• WHAT THIS TASK INVOLVES: When you reach the line that contains "Target: eyeglass frame" in the data below, start reproducing lines exactly, and stop after the line that contains "Objective — for every instance of the white blank".
-------- THE INPUT
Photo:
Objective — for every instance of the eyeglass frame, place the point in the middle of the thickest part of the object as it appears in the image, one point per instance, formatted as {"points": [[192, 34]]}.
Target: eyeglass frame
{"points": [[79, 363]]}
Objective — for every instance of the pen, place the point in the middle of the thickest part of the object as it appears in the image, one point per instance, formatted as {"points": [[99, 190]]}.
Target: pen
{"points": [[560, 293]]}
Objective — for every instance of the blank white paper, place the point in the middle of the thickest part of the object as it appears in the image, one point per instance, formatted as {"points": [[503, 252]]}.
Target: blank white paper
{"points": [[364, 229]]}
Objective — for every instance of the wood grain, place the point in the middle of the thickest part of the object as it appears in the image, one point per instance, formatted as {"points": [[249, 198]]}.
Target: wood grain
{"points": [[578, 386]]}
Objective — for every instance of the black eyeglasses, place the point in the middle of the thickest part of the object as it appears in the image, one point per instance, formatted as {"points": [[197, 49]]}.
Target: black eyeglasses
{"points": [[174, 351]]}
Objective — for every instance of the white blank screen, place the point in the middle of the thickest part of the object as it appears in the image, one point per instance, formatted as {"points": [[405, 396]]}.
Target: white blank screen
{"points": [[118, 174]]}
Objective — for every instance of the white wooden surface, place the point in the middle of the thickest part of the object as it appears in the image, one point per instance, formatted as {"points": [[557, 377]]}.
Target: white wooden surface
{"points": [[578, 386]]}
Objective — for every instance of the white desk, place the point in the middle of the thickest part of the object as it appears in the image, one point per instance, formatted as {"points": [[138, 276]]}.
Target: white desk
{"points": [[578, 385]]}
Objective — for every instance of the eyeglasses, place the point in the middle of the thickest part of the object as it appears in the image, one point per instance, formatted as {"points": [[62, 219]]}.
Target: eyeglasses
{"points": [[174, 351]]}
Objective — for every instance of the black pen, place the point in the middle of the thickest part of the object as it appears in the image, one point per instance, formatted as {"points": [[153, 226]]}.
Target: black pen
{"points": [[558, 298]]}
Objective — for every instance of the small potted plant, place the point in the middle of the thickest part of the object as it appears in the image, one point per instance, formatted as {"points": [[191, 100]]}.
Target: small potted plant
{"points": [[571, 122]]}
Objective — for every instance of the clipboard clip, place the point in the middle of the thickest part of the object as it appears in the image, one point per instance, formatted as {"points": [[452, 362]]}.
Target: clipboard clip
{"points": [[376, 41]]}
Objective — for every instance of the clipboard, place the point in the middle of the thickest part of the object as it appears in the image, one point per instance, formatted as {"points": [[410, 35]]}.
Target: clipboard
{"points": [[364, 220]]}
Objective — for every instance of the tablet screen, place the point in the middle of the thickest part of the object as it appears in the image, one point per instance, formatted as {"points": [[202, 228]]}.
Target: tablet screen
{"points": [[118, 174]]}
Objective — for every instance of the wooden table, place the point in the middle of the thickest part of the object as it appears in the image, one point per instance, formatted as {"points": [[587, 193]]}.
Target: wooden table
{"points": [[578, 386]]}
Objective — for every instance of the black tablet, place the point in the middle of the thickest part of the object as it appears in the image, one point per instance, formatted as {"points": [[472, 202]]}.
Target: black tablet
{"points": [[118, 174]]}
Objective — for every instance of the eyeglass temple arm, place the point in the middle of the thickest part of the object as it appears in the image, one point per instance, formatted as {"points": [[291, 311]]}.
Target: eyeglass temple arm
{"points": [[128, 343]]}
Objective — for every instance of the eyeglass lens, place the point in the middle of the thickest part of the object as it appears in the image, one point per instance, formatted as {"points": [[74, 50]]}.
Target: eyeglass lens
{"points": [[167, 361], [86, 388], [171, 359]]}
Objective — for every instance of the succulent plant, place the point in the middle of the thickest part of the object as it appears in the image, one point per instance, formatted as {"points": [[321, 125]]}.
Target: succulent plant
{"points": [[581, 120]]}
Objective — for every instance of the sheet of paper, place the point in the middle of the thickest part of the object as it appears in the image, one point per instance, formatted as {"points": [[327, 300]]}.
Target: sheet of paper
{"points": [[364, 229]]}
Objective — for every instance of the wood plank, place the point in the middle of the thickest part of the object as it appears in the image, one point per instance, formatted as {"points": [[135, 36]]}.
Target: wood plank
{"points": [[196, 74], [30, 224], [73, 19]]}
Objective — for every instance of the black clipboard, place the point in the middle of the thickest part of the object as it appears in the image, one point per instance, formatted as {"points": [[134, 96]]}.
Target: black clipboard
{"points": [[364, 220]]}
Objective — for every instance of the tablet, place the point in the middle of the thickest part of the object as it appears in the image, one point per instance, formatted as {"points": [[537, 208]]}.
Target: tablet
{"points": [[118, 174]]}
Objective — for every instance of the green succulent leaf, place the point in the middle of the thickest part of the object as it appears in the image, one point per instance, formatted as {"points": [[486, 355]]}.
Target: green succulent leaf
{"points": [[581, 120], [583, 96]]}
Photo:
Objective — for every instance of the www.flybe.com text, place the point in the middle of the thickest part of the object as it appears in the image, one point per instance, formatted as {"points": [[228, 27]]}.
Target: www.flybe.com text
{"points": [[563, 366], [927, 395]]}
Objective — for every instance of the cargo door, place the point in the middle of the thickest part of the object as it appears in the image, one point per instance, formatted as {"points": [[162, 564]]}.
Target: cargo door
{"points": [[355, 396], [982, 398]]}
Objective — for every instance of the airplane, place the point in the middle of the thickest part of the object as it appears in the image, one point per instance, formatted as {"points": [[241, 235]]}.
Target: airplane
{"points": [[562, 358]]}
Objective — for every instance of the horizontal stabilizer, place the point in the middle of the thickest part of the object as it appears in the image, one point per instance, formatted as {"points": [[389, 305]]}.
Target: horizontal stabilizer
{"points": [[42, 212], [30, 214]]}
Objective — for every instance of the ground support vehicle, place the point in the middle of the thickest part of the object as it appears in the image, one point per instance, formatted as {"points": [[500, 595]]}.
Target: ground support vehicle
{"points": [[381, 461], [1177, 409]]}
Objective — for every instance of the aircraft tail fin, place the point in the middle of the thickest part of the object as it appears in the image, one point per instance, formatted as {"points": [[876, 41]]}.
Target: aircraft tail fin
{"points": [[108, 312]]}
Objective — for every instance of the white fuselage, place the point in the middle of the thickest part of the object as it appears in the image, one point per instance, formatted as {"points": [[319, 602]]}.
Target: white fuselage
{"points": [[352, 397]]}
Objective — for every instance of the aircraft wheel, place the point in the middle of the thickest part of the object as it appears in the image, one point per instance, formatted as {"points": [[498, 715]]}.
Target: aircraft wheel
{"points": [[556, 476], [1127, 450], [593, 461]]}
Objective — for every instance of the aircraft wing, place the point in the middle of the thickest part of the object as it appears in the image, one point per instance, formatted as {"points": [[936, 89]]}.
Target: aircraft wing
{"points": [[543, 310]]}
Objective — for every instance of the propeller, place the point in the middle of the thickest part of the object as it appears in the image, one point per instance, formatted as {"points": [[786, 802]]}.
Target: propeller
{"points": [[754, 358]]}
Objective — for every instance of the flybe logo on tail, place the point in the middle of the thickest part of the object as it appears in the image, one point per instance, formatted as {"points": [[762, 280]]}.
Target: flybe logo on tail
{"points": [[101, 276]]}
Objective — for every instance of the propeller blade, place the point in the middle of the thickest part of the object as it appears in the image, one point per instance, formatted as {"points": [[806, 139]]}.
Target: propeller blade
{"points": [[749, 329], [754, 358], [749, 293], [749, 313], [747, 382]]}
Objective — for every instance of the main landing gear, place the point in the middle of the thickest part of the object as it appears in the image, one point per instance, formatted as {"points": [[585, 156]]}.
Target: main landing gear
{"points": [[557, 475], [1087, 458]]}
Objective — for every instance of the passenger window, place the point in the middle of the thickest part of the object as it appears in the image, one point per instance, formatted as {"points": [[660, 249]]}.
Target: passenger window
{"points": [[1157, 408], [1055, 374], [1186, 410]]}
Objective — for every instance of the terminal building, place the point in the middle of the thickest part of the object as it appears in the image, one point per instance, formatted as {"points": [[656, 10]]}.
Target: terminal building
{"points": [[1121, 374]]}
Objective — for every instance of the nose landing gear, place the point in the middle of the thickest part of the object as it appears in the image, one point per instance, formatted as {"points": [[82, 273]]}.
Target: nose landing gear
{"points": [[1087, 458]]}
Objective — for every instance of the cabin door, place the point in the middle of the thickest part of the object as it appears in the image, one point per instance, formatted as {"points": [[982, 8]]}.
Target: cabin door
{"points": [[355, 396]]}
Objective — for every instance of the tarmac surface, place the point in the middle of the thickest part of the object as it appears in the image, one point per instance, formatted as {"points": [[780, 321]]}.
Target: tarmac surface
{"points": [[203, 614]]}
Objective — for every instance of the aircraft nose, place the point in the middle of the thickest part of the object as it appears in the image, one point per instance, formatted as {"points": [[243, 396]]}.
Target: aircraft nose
----------------
• SOLVED EXERCISE:
Target: eyeglass frame
{"points": [[79, 363]]}
Objective — for every instance of the pen, place the point in the middle of the thickest part of the object as it appears in the image, one point per instance, formatted as {"points": [[99, 190]]}.
Target: pen
{"points": [[560, 293]]}
Objective — for every instance of the blank white paper, place the point in the middle of the thickest part of the object as it appears in the image, one point per instance, formatted as {"points": [[503, 252]]}.
Target: blank white paper
{"points": [[364, 229]]}
Objective — for every instance of the wood grain, place the point in the middle of the thickest part of the object as it appears in the image, one point per instance, formatted as {"points": [[249, 198]]}.
Target: wood grain
{"points": [[578, 386]]}
Objective — for every instance of the black eyeglasses, place the point in the middle of the thickest part of the object as it appears in the image, one point per instance, formatted as {"points": [[197, 49]]}.
Target: black eyeglasses
{"points": [[174, 351]]}
Objective — for every instance of the white blank screen, place the point in the middle of the thickest part of the object as it appears in the image, one point per instance, formatted as {"points": [[405, 396]]}.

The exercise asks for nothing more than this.